** start Records provided **

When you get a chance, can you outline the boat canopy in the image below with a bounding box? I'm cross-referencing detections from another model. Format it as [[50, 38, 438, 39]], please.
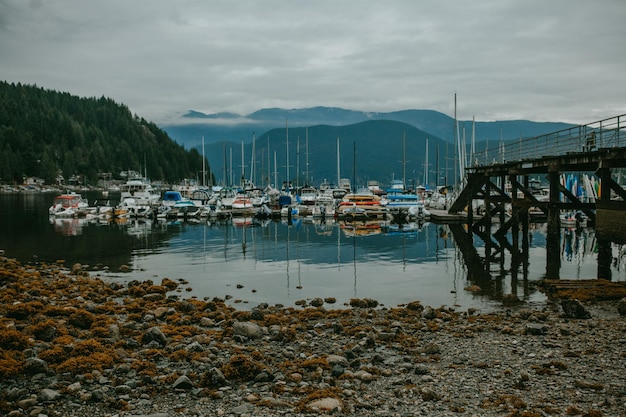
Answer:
[[163, 191, 183, 202]]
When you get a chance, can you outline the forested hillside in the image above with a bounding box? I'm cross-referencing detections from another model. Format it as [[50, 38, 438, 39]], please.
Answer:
[[0, 82, 211, 184]]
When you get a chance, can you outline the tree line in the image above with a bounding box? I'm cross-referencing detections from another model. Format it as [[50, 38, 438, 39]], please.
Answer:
[[0, 81, 213, 184]]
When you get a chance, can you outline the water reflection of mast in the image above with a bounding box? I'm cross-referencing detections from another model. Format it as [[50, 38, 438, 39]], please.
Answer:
[[352, 224, 356, 298], [286, 219, 291, 294], [241, 222, 248, 260], [336, 223, 341, 271]]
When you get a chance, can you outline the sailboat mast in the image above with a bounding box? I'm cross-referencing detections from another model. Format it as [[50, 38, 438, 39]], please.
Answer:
[[267, 135, 272, 185], [250, 132, 256, 184], [274, 151, 278, 188], [402, 130, 407, 189], [424, 138, 428, 187], [454, 93, 459, 184], [305, 127, 309, 183], [337, 136, 341, 186], [222, 141, 228, 185], [296, 135, 300, 187], [285, 120, 289, 186], [240, 140, 246, 182], [469, 116, 476, 166], [202, 135, 206, 188]]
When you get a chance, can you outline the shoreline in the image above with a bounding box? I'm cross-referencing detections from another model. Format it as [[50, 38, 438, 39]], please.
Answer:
[[0, 257, 626, 417]]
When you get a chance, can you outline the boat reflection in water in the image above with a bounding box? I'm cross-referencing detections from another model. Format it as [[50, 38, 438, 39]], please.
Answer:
[[0, 195, 626, 311]]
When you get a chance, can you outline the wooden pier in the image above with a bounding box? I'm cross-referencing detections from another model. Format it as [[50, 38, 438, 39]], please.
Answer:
[[446, 115, 626, 279]]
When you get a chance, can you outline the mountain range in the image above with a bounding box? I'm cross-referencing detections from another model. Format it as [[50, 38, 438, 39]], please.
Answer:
[[161, 107, 572, 187]]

** end Records provided **

*Work required*. Reproduce every item above word for word, leaving out the pictures.

*Result of this exercise*.
When you get a chance, can you outline the boat canopy in the image below with a bounding box? I'm cross-referencing detections from another model. Format it as [[50, 38, 438, 39]], please.
Answer:
[[163, 191, 183, 202]]
When you get a chance, can you outline the forested hillside in the image above with a bounding box? I'm cross-referencing detections from another model. Format it as [[50, 38, 438, 39]], please.
Answer:
[[0, 82, 211, 184]]
When you get a chance, can you outline the tree line in the image above with a bounding box? I'm cross-referencing detections from another model. Format it as [[50, 38, 438, 39]], please.
Answer:
[[0, 81, 213, 184]]
When you get a chance, can you outline the water reflection of mast in the image above with a bounding box? I'm cross-referencing detections from another model. Format it as [[50, 38, 438, 39]], please.
Answer:
[[352, 224, 356, 298], [286, 219, 291, 294], [241, 222, 248, 260], [336, 223, 341, 271]]
When you get a chance, can you outline the sailboat mast in the image above with a bounding box? I'm cross-referencing detections from another model. Format it as [[50, 38, 438, 39]], please.
Answer:
[[267, 135, 272, 185], [250, 132, 256, 184], [274, 151, 278, 188], [402, 130, 407, 189], [424, 138, 428, 187], [454, 93, 459, 184], [305, 127, 309, 183], [337, 136, 341, 186], [222, 141, 228, 185], [296, 135, 300, 187], [285, 120, 289, 186], [240, 140, 246, 182], [469, 116, 476, 166], [202, 135, 206, 188]]
When you get a chance, can you outline the shoreline in the image above with a bounding box? I'm cross-referencing detections from another model. Format it as [[50, 38, 438, 39]], please.
Answer:
[[0, 257, 626, 417]]
When you get a chance, can you outline the boat reflection in water in the image above with a bounding box? I'm cross-referencing detections from another model. Format it as [[50, 38, 438, 39]], please.
Answer:
[[0, 195, 626, 311]]
When you get a chance, can you outline the wooden pier in the image above with a bounding box? I'm cross-referencing detections from another model. Format it as [[50, 38, 438, 39]], please.
Answer:
[[446, 115, 626, 279]]
When you get a chance, can you outline the mountain range in the image above with a bounding box? I'm cross-referencing detections from another model. Format it as [[50, 38, 438, 39]], please.
Answer:
[[161, 107, 572, 187]]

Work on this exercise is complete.